Content starts

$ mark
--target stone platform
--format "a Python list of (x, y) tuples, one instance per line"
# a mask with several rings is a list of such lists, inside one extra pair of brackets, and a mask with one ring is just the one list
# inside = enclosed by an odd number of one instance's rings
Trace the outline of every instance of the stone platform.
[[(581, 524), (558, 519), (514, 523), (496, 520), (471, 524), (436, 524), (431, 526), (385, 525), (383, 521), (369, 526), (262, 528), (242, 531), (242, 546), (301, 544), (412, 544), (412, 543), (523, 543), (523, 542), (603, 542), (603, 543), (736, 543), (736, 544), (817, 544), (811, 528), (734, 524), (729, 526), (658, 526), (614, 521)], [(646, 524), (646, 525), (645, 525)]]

Content ends

TASK TO COMPLETE -
Your output should be an exact copy of the lines from the one containing "# a mask with" through the last line of the data above.

EXERCISE ANSWER -
# a mask with several rings is a list of such lists, inside one extra pair of brackets, and a mask with one ring is just the one list
# inside = enclosed by an odd number of one instance's rings
Trace the outline of every instance of the stone platform.
[[(581, 524), (558, 519), (514, 523), (496, 520), (471, 524), (436, 524), (431, 526), (385, 525), (383, 521), (369, 526), (262, 528), (242, 531), (242, 546), (301, 544), (412, 544), (412, 543), (523, 543), (523, 542), (603, 542), (603, 543), (736, 543), (736, 544), (817, 544), (811, 528), (734, 524), (729, 526), (658, 526), (614, 521)], [(646, 524), (646, 525), (645, 525)]]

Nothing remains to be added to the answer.